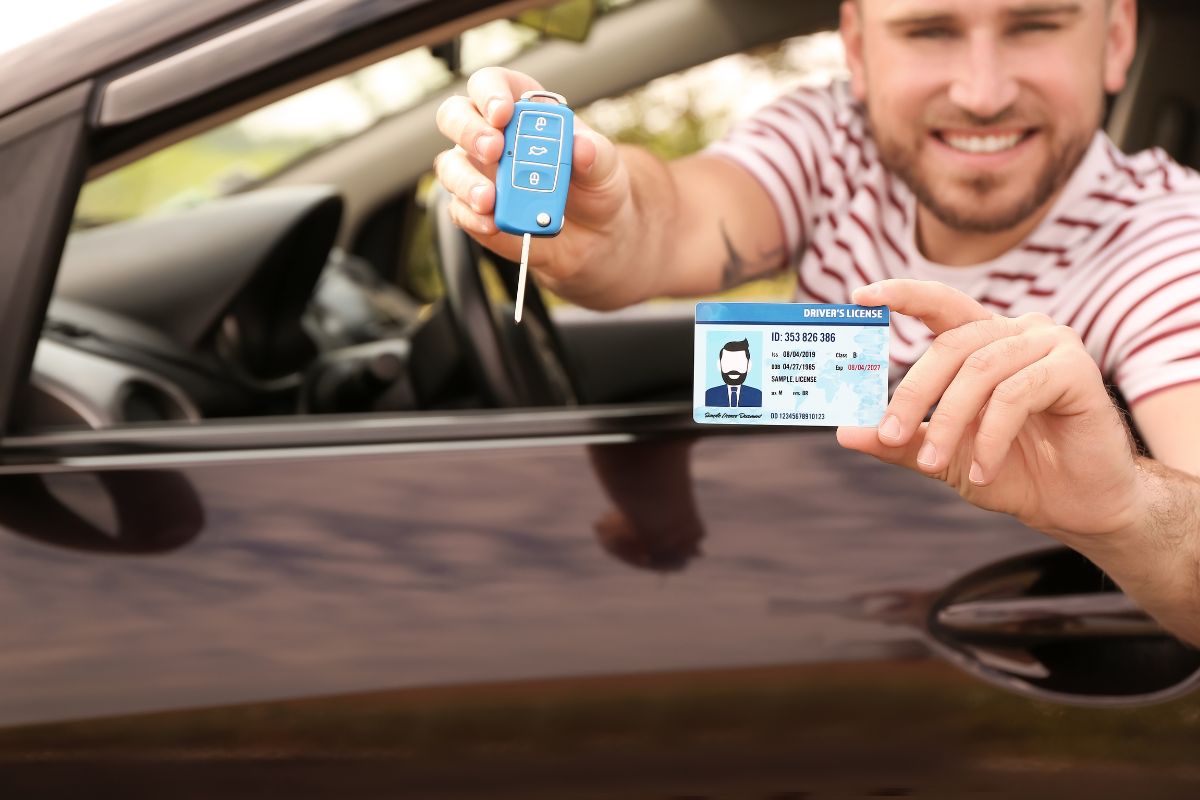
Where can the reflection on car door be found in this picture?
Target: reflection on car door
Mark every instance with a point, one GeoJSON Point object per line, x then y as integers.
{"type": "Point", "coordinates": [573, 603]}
▬▬▬▬▬▬▬▬▬▬
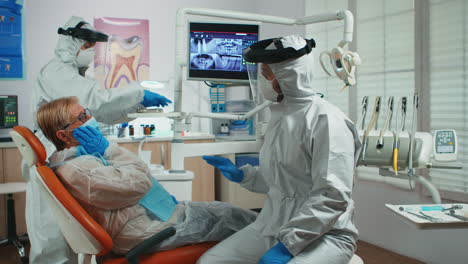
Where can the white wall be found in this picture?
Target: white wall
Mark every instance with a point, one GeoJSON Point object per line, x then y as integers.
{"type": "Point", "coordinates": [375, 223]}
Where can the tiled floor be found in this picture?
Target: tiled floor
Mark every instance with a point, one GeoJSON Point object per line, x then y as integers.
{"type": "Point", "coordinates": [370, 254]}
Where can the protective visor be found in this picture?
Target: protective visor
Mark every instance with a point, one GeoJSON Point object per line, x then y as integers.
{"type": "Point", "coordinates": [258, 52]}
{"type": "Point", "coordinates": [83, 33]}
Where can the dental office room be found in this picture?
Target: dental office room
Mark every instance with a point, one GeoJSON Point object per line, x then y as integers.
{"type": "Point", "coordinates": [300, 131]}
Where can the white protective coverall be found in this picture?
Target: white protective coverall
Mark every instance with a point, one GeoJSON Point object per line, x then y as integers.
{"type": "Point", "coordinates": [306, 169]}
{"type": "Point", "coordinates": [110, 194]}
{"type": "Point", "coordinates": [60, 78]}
▬▬▬▬▬▬▬▬▬▬
» Aim: Report each line in the records above that contains the word "floor", copying every such line in full.

» Task result:
Where can the tiled floor be found in this picture?
Target: tiled floor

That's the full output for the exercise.